La politica doganale americana, racconta Douglas Irwin (il maggiore studioso contemporaneo di questi temi) nel suo mastodontico e bellissimo Clashing over Commerce. A History of US Trade Policy, è stata mossa da tre grandi obiettivi. I tre obiettivi sono le “tre R”: revenues, restriction e reciprocity. Entrate per il governo federale (fino a inizio Novecento,i dazi sostenevano davvero il bilancio pubblico, erano fra le poche imposte che davvero si riuscisse a esigere), restrizione delle importazioni (per sorreggere i produttori nazionali) e infine reciprocità, un’apertura condizionale dei propri mercati per forzare altri Paesi a fare lo stesso aprendo le porte alle aziende Usa. La preoccupazione del primo tipo condiziona il periodo che va dall’Indipendenza alla guerra civile, la volontà di sostenere l’industria nazionale entra nel dibattito fra la vittoria del nordisti e la grande depressione. La questione della “reciprocità” domina la retorica sugli scambi, ma viene utilizzata talora per limitarli, talaltra per ampliarli, in anni a noi più prossimi.

CONSEGNA A:
Elenca le "tre R" che, secondo il brano sulla politica doganale americana, hanno guidato quella politica, con le parole inglesi usate nel brano.
Il brano e le voci non hanno alcun legame tra loro.

DATI REGISTRATI:
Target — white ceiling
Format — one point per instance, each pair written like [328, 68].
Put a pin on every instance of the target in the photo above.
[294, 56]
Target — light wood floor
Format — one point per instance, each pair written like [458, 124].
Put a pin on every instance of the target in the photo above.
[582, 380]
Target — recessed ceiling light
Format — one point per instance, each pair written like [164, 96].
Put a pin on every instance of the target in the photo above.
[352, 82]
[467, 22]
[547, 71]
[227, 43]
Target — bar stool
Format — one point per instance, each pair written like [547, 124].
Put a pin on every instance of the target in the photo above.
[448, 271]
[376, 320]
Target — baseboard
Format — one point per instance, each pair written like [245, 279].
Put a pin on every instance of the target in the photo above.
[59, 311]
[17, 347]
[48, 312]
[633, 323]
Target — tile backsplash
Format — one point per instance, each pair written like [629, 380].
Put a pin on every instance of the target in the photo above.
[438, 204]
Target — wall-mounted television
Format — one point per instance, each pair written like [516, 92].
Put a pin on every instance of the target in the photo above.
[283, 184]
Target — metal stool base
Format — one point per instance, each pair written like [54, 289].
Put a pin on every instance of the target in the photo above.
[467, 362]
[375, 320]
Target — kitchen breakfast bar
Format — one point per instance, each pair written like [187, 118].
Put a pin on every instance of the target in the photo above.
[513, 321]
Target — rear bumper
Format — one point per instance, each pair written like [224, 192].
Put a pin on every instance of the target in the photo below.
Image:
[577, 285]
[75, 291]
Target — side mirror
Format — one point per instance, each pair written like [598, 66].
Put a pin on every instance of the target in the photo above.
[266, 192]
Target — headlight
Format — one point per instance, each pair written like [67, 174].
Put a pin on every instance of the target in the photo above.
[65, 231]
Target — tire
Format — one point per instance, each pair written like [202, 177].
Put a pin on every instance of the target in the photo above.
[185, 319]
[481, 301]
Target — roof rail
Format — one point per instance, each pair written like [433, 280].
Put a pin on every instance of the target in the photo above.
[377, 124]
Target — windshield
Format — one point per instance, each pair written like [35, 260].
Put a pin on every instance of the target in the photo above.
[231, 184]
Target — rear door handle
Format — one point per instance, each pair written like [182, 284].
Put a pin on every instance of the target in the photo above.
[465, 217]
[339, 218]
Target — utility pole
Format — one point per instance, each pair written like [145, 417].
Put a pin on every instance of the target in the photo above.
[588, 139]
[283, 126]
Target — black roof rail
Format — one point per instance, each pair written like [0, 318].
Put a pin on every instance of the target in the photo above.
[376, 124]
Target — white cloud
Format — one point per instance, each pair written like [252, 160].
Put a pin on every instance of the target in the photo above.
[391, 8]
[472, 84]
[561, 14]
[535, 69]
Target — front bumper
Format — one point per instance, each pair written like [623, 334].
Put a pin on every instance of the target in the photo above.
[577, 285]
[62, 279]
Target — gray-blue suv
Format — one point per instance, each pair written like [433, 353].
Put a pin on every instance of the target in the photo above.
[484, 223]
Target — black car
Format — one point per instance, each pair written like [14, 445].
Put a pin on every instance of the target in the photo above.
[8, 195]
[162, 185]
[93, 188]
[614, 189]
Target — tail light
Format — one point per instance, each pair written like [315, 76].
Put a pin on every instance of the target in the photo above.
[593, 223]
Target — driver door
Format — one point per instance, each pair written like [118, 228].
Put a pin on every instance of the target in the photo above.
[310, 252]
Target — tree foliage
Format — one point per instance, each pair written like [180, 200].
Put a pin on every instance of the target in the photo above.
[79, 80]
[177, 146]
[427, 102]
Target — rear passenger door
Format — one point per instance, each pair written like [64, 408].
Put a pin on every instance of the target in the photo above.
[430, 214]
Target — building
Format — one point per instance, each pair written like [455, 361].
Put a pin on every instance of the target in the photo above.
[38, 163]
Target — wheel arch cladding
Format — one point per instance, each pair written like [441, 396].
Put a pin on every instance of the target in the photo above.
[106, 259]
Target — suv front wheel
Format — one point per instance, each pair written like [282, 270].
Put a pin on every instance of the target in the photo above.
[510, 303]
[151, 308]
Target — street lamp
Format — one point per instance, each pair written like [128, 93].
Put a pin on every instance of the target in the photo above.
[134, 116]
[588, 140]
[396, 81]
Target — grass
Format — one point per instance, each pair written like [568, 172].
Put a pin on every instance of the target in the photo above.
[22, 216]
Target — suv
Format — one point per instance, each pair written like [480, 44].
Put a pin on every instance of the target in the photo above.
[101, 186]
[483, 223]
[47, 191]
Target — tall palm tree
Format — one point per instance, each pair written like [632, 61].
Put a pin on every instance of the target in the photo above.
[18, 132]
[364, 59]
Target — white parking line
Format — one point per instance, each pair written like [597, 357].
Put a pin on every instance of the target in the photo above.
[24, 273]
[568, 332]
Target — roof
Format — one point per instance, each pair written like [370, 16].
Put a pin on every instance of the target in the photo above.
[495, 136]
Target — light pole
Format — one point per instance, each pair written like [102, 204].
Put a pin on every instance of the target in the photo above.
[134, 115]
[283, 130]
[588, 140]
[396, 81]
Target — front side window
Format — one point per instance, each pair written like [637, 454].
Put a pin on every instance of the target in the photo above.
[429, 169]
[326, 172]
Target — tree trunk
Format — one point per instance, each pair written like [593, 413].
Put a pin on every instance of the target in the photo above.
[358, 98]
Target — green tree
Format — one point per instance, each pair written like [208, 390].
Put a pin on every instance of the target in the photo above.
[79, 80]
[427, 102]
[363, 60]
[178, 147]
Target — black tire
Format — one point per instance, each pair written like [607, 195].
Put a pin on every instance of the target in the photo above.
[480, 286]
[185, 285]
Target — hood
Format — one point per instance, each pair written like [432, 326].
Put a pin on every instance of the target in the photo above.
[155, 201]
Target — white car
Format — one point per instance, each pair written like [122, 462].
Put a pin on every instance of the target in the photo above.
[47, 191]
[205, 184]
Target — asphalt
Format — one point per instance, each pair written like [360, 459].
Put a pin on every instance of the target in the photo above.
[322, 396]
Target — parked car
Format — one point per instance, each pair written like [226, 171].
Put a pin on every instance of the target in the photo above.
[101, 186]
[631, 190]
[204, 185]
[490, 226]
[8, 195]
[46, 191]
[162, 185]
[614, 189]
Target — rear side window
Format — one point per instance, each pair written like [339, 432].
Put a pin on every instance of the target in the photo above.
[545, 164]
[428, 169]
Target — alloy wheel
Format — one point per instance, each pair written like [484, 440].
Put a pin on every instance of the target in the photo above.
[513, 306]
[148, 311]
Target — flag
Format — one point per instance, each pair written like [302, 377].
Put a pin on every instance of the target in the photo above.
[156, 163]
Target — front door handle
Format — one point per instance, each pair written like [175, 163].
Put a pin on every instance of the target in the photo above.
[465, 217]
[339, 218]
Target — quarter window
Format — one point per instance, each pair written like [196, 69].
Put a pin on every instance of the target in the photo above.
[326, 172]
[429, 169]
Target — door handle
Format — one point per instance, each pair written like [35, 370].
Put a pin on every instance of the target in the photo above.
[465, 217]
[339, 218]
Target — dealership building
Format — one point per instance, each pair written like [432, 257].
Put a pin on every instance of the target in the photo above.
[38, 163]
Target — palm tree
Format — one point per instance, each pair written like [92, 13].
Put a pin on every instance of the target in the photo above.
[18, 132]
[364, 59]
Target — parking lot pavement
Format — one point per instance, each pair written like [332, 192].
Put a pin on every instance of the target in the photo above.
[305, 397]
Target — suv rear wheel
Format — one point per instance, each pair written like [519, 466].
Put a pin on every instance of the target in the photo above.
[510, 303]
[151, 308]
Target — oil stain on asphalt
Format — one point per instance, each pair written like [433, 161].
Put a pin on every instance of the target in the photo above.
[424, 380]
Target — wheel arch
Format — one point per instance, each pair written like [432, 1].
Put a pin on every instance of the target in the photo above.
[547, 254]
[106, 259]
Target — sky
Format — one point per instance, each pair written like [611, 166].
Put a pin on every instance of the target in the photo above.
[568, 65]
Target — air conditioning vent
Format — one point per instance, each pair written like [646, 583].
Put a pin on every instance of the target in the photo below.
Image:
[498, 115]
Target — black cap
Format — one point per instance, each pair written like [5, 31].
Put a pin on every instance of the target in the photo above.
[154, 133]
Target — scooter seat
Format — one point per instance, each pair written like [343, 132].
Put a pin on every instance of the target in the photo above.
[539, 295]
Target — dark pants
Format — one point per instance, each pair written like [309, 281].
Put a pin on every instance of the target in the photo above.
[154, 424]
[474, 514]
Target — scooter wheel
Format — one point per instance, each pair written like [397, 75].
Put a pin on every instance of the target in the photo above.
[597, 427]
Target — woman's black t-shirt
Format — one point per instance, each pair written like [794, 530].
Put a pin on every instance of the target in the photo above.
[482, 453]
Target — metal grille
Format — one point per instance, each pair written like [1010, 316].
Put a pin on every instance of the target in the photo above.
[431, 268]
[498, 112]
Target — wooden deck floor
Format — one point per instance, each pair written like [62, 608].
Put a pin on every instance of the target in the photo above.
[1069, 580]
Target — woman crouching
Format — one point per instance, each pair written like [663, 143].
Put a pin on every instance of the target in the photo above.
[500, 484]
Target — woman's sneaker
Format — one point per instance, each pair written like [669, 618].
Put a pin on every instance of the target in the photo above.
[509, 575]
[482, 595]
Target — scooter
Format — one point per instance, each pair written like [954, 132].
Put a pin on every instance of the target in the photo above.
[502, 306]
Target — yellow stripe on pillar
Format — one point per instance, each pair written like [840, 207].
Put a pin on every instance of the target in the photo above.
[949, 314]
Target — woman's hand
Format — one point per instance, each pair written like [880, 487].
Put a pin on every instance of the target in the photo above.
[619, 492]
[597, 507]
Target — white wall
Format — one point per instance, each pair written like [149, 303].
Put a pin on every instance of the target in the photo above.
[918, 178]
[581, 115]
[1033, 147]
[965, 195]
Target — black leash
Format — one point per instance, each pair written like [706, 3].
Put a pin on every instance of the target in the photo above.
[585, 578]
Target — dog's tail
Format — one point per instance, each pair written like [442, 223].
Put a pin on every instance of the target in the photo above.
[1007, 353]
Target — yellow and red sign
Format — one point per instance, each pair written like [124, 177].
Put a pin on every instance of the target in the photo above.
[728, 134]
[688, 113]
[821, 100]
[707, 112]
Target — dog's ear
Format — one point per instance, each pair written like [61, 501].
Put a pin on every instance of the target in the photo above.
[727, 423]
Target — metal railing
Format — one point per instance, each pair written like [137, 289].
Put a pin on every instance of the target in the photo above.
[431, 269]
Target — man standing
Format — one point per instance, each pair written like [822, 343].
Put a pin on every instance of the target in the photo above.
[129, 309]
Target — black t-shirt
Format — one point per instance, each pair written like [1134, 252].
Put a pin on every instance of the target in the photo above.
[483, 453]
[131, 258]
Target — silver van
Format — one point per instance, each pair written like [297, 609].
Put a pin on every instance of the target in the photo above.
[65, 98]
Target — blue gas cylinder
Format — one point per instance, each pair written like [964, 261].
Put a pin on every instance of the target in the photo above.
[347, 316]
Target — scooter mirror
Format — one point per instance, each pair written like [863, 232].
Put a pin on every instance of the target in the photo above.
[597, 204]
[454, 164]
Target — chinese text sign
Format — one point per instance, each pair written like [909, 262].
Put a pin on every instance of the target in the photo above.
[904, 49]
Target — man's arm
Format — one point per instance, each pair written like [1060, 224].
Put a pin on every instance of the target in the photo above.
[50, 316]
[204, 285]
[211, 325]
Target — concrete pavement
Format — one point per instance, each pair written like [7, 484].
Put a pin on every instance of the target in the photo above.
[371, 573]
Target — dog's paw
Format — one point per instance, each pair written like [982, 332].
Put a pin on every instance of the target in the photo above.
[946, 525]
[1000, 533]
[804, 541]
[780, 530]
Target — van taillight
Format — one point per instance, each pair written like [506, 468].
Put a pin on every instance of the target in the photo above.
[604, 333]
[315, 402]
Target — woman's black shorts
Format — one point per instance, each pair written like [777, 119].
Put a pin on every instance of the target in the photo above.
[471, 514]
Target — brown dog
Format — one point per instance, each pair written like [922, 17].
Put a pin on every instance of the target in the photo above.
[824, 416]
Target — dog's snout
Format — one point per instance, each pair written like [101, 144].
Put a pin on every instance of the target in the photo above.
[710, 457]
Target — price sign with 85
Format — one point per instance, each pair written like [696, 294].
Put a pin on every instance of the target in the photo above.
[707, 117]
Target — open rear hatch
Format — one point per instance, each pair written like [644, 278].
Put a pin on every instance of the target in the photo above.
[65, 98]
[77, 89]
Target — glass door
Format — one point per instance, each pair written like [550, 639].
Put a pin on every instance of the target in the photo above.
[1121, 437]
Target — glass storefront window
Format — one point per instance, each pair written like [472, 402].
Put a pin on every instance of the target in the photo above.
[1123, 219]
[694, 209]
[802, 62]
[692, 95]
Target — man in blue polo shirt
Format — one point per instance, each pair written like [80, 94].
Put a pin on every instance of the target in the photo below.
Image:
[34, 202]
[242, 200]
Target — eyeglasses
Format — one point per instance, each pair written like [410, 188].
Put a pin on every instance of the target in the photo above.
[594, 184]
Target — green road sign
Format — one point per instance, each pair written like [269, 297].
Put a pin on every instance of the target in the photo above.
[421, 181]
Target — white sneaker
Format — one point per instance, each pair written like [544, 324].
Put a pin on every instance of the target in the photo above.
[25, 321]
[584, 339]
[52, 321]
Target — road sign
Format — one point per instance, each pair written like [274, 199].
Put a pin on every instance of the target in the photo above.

CONSEGNA B:
Trascrivi parola per parola tutto ciò che si trova nelle voci registrate, dalla riga che contiene "Target — glass storefront window" giù fino alla fine delle voci, estremi compresi.

RISULTATO A:
revenues, restriction, reciprocity

RISULTATO B:
Target — glass storefront window
Format — one point per instance, each pair written like [472, 402].
Put a pin on every instance of the target in the photo above.
[1123, 219]
[694, 209]
[802, 62]
[692, 95]
Target — man in blue polo shirt
Format — one point per instance, each pair written like [80, 94].
Put a pin on every instance of the target in the photo below.
Image:
[34, 202]
[242, 200]
Target — eyeglasses
Format — one point per instance, each pair written like [410, 188].
Put a pin on every instance of the target in the photo above.
[594, 184]
Target — green road sign
Format — one point per instance, each pair written like [269, 297].
Put a pin on every instance of the target in the photo above.
[421, 181]
Target — white sneaker
Format — one point per instance, each pair written like [544, 324].
Put a pin on every instance of the target in the photo above.
[25, 321]
[584, 339]
[52, 321]
Target — road sign
Format — one point per instance, each pair written like [274, 199].
Put a pin on every instance of the target in the photo above.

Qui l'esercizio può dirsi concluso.